§ To do: Lines with the word "shirt" in them must be copied from the records below.
+-------+
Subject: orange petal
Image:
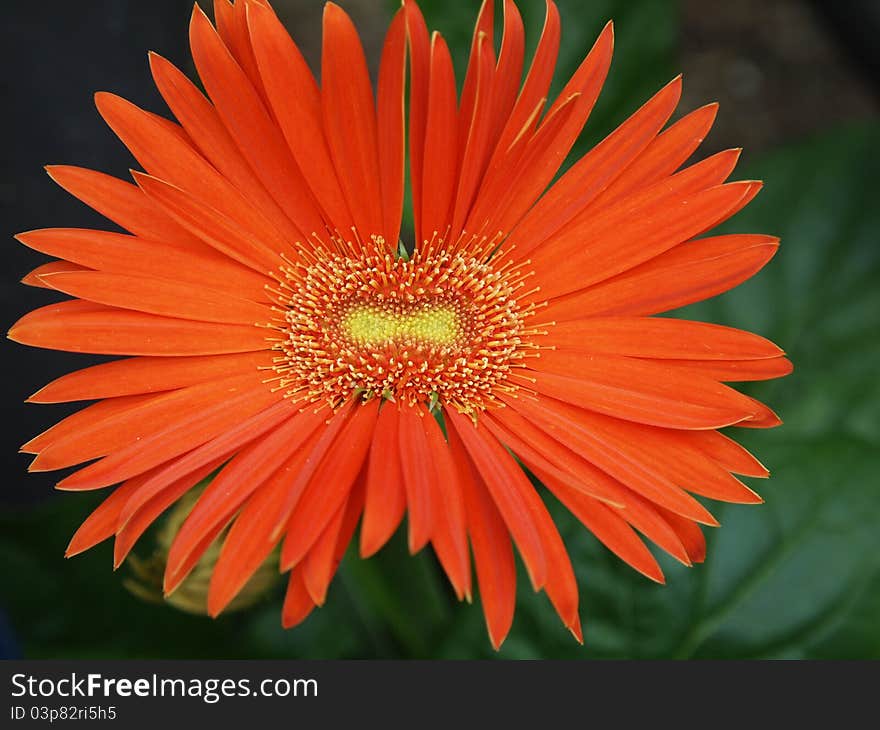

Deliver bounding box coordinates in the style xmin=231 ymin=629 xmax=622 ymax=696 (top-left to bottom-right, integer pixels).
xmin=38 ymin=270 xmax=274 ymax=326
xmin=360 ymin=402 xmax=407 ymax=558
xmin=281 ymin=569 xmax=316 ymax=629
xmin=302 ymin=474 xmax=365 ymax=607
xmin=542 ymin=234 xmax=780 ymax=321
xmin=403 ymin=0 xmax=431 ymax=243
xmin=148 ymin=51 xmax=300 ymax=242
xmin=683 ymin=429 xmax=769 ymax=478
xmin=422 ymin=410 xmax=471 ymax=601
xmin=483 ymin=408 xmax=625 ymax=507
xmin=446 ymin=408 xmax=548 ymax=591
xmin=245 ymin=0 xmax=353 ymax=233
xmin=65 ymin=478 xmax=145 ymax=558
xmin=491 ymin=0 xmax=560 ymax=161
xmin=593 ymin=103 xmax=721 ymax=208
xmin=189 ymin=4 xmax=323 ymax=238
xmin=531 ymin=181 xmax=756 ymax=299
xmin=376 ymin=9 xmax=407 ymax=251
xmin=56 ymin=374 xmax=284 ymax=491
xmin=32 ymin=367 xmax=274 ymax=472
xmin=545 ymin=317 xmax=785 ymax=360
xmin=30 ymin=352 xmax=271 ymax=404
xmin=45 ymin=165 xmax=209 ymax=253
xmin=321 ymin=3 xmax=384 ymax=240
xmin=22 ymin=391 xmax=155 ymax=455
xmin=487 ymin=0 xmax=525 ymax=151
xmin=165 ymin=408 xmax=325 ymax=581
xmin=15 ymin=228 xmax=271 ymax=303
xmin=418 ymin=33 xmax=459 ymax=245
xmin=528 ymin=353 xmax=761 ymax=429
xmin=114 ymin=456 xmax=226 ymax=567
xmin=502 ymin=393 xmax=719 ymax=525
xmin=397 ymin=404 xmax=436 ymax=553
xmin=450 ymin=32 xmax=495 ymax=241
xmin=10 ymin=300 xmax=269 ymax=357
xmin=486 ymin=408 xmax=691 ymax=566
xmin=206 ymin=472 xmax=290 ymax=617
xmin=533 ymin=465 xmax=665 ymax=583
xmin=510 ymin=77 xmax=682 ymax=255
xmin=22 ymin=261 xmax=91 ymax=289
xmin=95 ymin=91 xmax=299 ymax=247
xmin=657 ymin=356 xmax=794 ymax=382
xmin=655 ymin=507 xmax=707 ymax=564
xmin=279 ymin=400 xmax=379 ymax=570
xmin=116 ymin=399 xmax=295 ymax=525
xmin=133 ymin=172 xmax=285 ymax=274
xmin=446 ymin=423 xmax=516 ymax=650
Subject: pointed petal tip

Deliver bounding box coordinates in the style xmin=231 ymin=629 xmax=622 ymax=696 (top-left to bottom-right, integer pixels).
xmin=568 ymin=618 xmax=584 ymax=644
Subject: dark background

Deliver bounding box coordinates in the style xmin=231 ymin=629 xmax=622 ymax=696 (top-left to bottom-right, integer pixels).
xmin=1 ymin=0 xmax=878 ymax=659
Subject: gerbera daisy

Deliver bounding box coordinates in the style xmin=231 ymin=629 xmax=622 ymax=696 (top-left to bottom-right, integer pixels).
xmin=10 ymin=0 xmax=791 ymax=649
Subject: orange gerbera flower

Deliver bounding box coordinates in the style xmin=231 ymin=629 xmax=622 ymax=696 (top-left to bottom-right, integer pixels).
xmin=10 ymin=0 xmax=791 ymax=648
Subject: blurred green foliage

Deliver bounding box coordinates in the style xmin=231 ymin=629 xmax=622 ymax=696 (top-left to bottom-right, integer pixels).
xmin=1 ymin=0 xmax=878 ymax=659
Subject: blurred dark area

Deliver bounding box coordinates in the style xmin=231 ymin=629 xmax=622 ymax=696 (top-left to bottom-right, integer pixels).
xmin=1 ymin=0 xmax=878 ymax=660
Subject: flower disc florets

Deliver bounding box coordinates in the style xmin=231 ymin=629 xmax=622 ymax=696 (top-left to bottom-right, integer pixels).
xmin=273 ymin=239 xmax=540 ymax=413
+-------+
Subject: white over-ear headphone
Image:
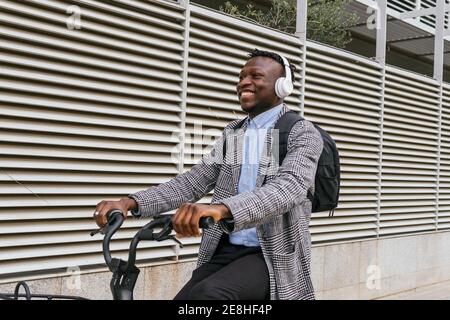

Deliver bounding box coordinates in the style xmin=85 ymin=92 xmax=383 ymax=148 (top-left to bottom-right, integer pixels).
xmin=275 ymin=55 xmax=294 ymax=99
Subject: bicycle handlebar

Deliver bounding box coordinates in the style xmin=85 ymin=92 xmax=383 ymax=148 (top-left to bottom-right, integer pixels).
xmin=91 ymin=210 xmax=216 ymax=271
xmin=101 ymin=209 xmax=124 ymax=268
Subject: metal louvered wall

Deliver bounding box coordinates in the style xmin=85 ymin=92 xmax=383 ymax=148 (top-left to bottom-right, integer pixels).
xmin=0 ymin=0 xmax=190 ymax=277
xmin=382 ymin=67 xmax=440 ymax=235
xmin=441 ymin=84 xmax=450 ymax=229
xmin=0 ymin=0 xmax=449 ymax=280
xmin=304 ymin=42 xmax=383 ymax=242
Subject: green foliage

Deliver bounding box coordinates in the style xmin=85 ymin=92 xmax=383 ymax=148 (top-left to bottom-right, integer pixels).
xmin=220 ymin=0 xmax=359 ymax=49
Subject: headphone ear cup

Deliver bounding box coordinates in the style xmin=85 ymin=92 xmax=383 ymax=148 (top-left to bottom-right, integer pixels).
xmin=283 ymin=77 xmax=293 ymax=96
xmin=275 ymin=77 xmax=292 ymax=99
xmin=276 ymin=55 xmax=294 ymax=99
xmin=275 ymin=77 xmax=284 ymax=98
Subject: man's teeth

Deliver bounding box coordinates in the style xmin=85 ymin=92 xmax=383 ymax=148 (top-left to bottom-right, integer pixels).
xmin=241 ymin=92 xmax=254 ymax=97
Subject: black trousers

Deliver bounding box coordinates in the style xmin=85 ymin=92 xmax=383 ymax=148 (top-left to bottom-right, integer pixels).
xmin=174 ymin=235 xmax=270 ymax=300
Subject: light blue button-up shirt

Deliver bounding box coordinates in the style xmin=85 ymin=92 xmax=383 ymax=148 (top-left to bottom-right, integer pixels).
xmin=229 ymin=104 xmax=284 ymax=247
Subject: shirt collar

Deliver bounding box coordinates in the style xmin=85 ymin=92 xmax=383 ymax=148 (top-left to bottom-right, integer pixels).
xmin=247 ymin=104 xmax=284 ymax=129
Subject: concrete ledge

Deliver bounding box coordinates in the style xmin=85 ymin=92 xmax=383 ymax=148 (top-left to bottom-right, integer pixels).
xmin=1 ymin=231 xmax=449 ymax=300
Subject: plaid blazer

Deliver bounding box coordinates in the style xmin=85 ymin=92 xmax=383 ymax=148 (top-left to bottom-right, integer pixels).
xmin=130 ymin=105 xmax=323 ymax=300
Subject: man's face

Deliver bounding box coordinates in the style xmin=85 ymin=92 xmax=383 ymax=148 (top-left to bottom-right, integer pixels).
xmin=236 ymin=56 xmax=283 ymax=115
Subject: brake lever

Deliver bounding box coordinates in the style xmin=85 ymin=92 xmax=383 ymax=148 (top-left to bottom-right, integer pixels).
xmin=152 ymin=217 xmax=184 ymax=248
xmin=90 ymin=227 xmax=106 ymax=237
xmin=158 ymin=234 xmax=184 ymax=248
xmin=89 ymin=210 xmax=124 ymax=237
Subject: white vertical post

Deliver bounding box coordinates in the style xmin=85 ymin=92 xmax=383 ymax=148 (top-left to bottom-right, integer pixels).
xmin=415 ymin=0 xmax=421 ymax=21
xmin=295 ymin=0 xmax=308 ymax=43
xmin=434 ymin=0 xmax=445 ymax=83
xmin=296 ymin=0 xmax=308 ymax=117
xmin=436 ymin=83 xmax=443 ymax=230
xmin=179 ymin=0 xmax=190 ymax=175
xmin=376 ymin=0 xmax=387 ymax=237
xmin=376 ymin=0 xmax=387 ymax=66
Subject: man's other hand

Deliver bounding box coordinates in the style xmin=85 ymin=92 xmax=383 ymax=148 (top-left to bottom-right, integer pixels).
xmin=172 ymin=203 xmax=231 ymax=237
+-------+
§ Finished exercise:
Subject: light blue button-up shirt
Subject: shirt collar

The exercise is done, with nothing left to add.